Over the last nine years, we have written numerous articles about the Economic Growth and Tax Relief Reconciliation Act of 2001 (EGTRRA). Among other things, we have addressed the fact that, over time, it incrementally increased the federal estate tax exemption, to $3.5 million in 2009, and reduced the maximum tax rate from 55% to 45%. Moreover, while EGTRRA eliminated federal estate taxes entirely for one year, 2010, beginning in 2011, the tax will be reinstated for all estates in excess of $1 million at a rate of 55%!

 

After passage of EGTRRA, it was generally believed that Congress would not permit the repeal of the estate tax for even one year, or its reintroduction the following year on estates valued in excess of $1 million, and that Congress would effectuate a more permanent change before the end of 2009. However, much to the surprise of the pundits, that never happened. While there have been reports that Congress expects to address these issues during 2010, there are no guarantees — either that Congress will act or that it will make the changes retroactive to January 1. This has created a“perfect storm” in estate planning for people who have used the federal tax exemption amount as a measuring stick for the share or shares of their estates which have been earmarked for particular beneficiaries.

 

Examples will better illustrate the potential problems. Take, for instance, a married couple with an estate in excess of $3.5 million dollars. Their existing estate plan probably incorporates a tax-savings strategy. What if their goal was to leave an amount equal to the federal tax exemption to the children and the balance to the spouse. Last year, if one of them passed away, the children would have inherited $3.5 million and the spouse the rest. This year the kids get it all!

 

That scenario is even more devastating for a couple in a second marriage where each spouse has children from their first marriage. Their plan may have been that an amount equal to the federal exemption would be distributed to the children of the first to die and the remainder would be held in trust for the survivor and, at the survivor’s death, this too would be distributed to the children. Because under EGTRRA, in 2010 everything passes free of federal estate tax, under this plan, all of the asserts of the first spouse to die will go to his or her own children and nothing will remain to fund the trust for the benefit of the survivor.

 

A third example concerns the reverse, a couple with a significant estate who want to give as much as possible to the children without incurring estate tax. Their plan may have capped the gift to children at $3.5 million because of the 2009 limitation. Now, during 2010, they could conceivably pass an unlimited sum to their children free from tax. Again, and unless they make a change in the plan that takes into account the current status of the law, if either of them dies during 2010, the plan will not accomplish their goal.

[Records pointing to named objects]

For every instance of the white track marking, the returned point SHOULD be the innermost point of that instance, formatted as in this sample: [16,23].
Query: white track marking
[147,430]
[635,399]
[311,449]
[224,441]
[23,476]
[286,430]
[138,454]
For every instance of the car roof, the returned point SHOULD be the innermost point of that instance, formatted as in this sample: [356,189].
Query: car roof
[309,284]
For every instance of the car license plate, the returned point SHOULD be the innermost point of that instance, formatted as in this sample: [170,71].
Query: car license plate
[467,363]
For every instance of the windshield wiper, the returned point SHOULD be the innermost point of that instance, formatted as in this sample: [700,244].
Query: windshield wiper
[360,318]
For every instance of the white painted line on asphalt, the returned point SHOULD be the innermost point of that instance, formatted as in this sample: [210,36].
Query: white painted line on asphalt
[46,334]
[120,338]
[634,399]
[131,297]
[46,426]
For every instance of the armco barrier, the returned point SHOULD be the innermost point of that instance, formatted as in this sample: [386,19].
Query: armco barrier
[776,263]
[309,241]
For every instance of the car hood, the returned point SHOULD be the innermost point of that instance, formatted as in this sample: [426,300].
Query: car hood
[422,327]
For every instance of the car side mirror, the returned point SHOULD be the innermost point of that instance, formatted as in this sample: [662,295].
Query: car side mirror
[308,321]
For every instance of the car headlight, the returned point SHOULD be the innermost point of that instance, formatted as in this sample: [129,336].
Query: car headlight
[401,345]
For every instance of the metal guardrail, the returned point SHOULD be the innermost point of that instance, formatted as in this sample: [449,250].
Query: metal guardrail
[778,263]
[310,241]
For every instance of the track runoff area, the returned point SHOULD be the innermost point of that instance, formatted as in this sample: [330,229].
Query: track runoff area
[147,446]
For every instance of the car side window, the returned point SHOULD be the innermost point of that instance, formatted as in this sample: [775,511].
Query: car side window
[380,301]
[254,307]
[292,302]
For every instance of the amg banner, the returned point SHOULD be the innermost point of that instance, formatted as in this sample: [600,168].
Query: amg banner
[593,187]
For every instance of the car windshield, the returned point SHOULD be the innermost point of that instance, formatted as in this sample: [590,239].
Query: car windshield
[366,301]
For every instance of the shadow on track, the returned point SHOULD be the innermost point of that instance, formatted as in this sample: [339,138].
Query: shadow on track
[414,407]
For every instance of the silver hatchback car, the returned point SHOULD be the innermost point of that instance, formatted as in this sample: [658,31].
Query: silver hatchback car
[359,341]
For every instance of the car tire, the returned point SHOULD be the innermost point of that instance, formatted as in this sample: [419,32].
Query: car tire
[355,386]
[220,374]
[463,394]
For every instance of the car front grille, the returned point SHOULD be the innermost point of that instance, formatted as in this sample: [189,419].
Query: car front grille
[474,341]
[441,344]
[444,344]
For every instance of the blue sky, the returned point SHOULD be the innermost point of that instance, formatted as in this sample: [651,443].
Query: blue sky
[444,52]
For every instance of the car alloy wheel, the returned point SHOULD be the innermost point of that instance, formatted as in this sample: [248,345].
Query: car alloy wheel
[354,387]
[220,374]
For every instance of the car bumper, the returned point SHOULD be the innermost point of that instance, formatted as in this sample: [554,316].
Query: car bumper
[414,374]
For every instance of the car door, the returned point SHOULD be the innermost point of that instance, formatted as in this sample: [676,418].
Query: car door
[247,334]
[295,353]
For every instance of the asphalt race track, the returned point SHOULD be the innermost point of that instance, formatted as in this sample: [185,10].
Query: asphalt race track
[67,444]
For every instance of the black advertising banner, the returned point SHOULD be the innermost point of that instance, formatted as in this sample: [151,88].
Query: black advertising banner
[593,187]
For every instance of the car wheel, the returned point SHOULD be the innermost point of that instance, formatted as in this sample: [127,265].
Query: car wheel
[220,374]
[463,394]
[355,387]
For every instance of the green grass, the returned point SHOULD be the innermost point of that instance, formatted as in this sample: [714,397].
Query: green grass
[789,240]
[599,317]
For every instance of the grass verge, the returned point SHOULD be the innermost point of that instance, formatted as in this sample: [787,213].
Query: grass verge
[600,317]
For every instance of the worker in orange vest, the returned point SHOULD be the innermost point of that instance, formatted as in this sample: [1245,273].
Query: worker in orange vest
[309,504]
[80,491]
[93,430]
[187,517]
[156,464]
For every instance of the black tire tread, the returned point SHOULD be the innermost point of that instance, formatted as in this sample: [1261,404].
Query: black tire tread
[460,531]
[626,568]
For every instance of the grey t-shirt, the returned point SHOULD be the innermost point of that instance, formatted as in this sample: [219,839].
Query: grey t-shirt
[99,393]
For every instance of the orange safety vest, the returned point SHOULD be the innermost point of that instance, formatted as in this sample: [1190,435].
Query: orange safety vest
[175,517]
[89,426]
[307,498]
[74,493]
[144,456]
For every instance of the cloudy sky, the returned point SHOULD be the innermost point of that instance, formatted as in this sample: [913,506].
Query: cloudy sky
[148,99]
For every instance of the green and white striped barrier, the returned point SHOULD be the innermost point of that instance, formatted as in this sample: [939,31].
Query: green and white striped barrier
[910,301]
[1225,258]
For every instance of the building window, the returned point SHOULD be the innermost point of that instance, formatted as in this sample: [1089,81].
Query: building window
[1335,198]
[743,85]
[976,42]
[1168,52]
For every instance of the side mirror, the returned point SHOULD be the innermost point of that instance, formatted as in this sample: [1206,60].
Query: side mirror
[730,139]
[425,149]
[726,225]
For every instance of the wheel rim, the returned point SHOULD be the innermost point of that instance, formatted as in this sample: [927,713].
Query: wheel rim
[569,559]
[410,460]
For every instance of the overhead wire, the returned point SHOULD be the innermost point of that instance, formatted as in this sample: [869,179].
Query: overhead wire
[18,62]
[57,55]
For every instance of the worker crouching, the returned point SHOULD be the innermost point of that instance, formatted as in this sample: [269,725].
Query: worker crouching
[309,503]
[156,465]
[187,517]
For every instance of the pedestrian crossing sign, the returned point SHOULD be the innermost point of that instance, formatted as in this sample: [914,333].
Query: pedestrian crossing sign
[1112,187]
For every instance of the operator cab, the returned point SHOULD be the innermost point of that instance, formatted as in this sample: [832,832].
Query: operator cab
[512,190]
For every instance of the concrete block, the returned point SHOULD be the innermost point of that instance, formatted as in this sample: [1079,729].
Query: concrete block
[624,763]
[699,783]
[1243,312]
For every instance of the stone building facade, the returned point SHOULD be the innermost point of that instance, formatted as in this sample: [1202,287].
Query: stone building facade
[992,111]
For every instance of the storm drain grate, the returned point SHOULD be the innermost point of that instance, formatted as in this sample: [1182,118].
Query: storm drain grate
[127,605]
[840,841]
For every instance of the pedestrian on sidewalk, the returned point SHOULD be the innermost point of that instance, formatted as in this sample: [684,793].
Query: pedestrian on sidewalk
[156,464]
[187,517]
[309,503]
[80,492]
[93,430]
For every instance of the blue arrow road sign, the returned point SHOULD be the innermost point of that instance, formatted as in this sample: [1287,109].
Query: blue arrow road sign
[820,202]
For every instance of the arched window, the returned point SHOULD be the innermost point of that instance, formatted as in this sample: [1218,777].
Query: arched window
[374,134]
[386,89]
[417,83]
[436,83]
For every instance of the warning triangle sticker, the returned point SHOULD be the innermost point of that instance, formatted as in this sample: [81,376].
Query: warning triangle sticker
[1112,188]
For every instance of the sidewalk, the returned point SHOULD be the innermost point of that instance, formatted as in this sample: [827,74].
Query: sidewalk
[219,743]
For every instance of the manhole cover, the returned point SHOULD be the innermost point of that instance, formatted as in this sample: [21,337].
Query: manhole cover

### INSTRUCTIONS
1. According to the estate tax article, what maximum rate will apply in 2011 to estates above $1 million?
2. Carry on the estate tax article from its final sentence.
The entries play no part in the work that comes after them.

### SET OF ANSWERS
1. 55%

2.
 

Finally, those who have designated charities to receive a portion of their estates may have done so exclusively to minimize the federal estate tax bite. People in this situation may want to evaluate whether the planned charitable gifts make sense under the current tax laws.

 

There are difficulties relating to the temporary repeal of the federal estate tax and, of course the federal tax exemption. But that is only half the battle. There is also a state estate tax. In New York, the amount that can pass free from New York State estate tax, the exemption amount, remains at $1 million notwithstanding the federal tax repeal. Thus, even in 2010, property in excess of $1 million that is given to a nonspouse beneficiary upon the death of the owner, will incur a state estate tax.

 

We, at Berwitz & DiTata LLP, recognize that our clients’ plans are affected by changes in the law. Other factors that affect estate planning over time include personal circumstances, marriages, divorces, births, deaths, a move to a new home, inheritances, increases or decreases in the size of the estate and general economics. For this reason, we feel strongly that an estate plan should be regularly reviewed. We offer our clients a complimentary estate plan review every three to five years.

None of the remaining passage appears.